* [WRITTEN INSTRUCTION] Render the listing as a numbered list, omitting blank lines and pictures, from its start through the line containing "[233, 250, 312, 310]", both included.

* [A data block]
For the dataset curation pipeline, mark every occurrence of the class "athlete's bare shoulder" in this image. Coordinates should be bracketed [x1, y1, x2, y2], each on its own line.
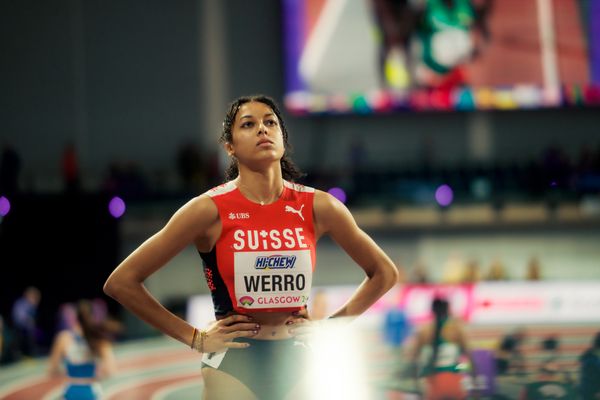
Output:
[170, 194, 219, 231]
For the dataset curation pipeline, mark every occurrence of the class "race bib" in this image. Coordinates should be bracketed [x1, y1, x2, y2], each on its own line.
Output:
[233, 250, 312, 310]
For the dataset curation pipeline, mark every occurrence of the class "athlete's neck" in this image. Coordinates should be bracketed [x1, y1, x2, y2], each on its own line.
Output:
[234, 169, 283, 205]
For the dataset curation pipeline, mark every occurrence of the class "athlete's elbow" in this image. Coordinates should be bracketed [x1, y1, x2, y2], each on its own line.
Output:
[382, 263, 400, 292]
[102, 274, 123, 299]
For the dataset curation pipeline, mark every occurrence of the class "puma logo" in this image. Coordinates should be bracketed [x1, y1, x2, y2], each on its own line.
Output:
[285, 204, 304, 221]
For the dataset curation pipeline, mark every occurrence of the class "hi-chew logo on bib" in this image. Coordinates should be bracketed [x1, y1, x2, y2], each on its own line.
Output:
[233, 250, 312, 309]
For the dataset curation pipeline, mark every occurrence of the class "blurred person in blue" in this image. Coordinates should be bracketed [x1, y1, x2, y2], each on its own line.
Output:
[104, 95, 397, 400]
[579, 332, 600, 400]
[48, 300, 116, 400]
[12, 286, 42, 357]
[410, 297, 476, 400]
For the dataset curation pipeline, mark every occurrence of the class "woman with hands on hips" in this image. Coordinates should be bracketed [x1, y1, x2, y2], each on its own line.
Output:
[104, 95, 397, 400]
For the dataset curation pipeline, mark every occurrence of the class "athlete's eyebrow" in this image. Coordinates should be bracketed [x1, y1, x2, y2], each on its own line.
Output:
[240, 113, 275, 119]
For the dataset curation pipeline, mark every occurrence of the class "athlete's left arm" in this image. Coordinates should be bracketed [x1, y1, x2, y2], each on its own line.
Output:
[313, 190, 398, 317]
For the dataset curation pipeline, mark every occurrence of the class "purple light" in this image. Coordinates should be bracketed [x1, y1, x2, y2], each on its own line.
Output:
[327, 188, 346, 203]
[0, 196, 10, 217]
[108, 196, 125, 218]
[435, 185, 454, 207]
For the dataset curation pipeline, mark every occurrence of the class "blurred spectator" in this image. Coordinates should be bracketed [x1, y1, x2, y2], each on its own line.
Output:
[462, 258, 481, 284]
[410, 298, 476, 400]
[12, 286, 41, 357]
[579, 332, 600, 400]
[442, 253, 465, 285]
[56, 303, 77, 332]
[539, 335, 571, 383]
[61, 142, 81, 193]
[309, 289, 329, 320]
[486, 258, 508, 281]
[177, 141, 206, 193]
[48, 300, 116, 399]
[496, 328, 526, 375]
[410, 260, 429, 285]
[525, 256, 542, 281]
[521, 336, 577, 400]
[0, 142, 21, 195]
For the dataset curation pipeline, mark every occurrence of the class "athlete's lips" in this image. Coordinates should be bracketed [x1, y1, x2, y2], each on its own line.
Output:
[256, 139, 273, 146]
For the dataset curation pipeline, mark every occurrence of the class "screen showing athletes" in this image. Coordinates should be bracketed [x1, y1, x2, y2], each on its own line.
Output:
[284, 0, 600, 114]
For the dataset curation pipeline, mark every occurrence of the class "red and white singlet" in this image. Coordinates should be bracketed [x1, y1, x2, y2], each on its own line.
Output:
[200, 181, 316, 316]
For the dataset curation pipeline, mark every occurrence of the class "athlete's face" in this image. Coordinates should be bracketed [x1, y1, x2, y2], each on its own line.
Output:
[225, 101, 285, 164]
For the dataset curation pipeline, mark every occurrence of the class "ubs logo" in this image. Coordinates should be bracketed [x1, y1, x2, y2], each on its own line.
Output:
[227, 213, 250, 220]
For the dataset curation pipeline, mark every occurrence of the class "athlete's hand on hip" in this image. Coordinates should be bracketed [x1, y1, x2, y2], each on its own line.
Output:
[204, 314, 260, 353]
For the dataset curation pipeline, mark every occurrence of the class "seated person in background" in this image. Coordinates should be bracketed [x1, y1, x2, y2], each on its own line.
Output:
[411, 298, 476, 400]
[579, 332, 600, 400]
[496, 328, 525, 375]
[539, 335, 572, 384]
[48, 300, 116, 400]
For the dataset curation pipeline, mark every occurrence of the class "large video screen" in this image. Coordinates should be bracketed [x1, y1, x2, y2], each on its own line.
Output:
[283, 0, 600, 114]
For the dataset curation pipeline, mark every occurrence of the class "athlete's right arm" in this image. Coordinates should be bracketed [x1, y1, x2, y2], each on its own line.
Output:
[104, 195, 219, 345]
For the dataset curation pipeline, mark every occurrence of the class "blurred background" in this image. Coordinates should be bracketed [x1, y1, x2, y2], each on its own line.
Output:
[0, 0, 600, 398]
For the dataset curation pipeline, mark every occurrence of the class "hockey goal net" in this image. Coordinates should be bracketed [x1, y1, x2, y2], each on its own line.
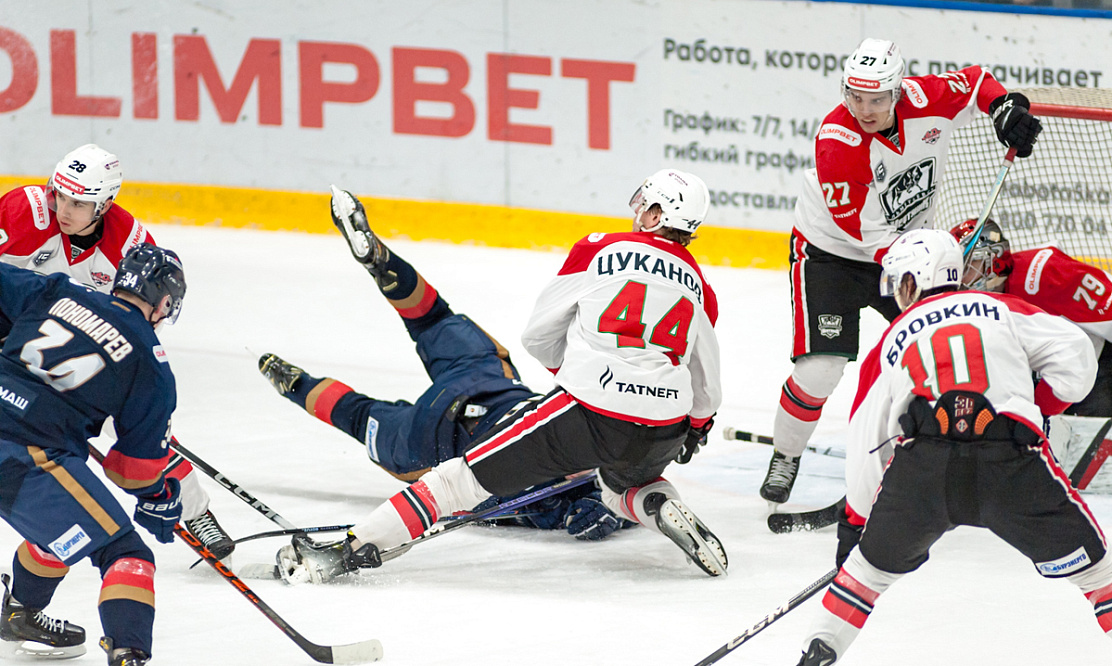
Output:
[935, 88, 1112, 271]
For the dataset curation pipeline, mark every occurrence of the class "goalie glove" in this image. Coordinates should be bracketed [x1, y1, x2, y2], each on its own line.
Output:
[989, 92, 1042, 157]
[675, 416, 714, 465]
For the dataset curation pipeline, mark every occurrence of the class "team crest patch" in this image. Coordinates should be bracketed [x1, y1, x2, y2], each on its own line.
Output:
[818, 315, 842, 339]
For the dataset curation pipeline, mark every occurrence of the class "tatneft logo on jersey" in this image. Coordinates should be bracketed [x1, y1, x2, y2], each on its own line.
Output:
[50, 525, 92, 561]
[598, 366, 679, 400]
[881, 157, 937, 231]
[1035, 546, 1092, 576]
[595, 251, 703, 304]
[0, 386, 31, 411]
[1023, 248, 1054, 296]
[23, 187, 50, 231]
[815, 125, 861, 146]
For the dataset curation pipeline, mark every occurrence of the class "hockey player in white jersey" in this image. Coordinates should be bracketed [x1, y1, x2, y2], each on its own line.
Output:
[761, 39, 1041, 503]
[278, 169, 727, 581]
[800, 229, 1112, 666]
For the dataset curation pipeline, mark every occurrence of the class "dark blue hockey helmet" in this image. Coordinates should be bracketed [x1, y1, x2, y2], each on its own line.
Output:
[112, 242, 186, 324]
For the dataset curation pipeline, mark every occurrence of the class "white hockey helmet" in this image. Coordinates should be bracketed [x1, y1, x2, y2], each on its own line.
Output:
[881, 229, 962, 308]
[629, 169, 711, 233]
[842, 38, 904, 97]
[47, 143, 123, 221]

* [ANSWER FOR THE TASK]
1. For the dataset curation pipeline, mark every occurrence of the class "athlete's bare shoulder" in this image. Coordinates should be bracketed [x1, y1, x2, y2], each on its own line.
2. Output:
3. [170, 194, 219, 231]
4. For the dataset curation pipeline, mark every occurrence of the class "race bib" in this image. Coordinates should be bracketed [x1, y1, x2, y2], each on its own line.
5. Output:
6. [233, 250, 312, 310]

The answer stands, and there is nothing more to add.